*WHAT IS ASKED*
Which lines of the data contain the string "roof"? Gather every one of them and copy each line in full.

:::

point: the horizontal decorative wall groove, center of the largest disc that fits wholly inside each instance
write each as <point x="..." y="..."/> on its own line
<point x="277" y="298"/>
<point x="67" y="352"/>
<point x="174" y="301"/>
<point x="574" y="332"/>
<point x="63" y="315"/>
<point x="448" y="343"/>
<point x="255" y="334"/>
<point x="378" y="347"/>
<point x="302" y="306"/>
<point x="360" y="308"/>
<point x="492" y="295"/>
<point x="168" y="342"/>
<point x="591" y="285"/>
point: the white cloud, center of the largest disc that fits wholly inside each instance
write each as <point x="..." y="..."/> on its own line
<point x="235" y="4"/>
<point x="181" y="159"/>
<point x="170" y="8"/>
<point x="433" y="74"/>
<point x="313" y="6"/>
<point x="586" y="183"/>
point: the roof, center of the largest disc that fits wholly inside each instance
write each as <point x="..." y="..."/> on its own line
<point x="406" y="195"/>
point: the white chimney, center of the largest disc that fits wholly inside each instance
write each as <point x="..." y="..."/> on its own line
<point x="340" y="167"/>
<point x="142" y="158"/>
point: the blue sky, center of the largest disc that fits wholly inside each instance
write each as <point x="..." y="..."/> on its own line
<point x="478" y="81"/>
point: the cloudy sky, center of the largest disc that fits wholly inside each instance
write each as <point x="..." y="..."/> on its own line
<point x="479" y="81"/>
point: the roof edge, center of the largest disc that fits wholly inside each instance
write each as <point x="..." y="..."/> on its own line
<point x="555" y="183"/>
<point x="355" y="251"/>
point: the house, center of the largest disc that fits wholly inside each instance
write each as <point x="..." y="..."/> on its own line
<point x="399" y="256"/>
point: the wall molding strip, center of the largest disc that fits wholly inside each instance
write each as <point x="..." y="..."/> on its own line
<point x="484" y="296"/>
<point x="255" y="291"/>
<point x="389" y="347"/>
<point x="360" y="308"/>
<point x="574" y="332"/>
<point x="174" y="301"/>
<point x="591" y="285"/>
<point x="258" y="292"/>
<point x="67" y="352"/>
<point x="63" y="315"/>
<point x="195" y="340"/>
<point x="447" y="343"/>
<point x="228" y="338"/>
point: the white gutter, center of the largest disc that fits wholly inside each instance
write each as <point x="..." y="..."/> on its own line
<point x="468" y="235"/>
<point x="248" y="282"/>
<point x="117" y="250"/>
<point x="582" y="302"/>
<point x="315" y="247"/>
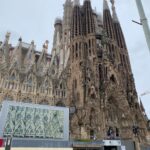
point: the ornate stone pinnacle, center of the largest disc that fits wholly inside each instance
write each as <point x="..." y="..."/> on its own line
<point x="113" y="5"/>
<point x="45" y="45"/>
<point x="20" y="39"/>
<point x="76" y="2"/>
<point x="32" y="42"/>
<point x="7" y="35"/>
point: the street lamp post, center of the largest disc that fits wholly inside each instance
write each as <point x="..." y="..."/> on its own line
<point x="144" y="21"/>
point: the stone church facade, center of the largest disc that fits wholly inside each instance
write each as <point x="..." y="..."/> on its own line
<point x="88" y="70"/>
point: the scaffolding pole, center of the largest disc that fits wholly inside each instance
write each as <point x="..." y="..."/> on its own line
<point x="144" y="21"/>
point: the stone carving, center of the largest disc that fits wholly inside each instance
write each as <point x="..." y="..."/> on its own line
<point x="34" y="122"/>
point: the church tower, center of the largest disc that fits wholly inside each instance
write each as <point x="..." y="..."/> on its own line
<point x="101" y="86"/>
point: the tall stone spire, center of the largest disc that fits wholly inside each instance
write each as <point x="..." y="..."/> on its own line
<point x="88" y="19"/>
<point x="114" y="14"/>
<point x="105" y="5"/>
<point x="76" y="2"/>
<point x="76" y="28"/>
<point x="58" y="28"/>
<point x="6" y="47"/>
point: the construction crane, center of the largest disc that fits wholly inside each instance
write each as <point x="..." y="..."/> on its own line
<point x="144" y="21"/>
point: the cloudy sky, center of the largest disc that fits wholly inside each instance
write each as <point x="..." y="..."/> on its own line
<point x="33" y="20"/>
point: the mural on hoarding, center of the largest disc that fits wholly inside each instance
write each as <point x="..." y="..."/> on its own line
<point x="34" y="122"/>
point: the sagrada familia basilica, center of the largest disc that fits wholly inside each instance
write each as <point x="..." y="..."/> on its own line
<point x="88" y="71"/>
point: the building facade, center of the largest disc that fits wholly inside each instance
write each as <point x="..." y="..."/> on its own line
<point x="88" y="70"/>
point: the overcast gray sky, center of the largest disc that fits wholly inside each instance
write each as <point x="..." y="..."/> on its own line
<point x="33" y="20"/>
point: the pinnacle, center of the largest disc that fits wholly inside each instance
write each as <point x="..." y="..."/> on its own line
<point x="115" y="17"/>
<point x="76" y="2"/>
<point x="105" y="5"/>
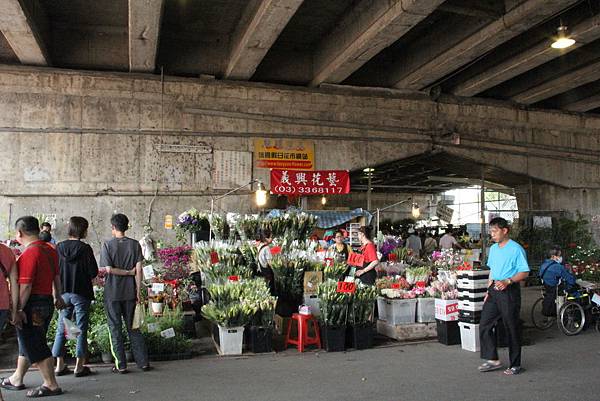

:::

*TASK ANSWER*
point: the roof, center of the largest disc that fits wholly inside each instance
point: the roof edge, center of the largest disc that fits wholly inside each instance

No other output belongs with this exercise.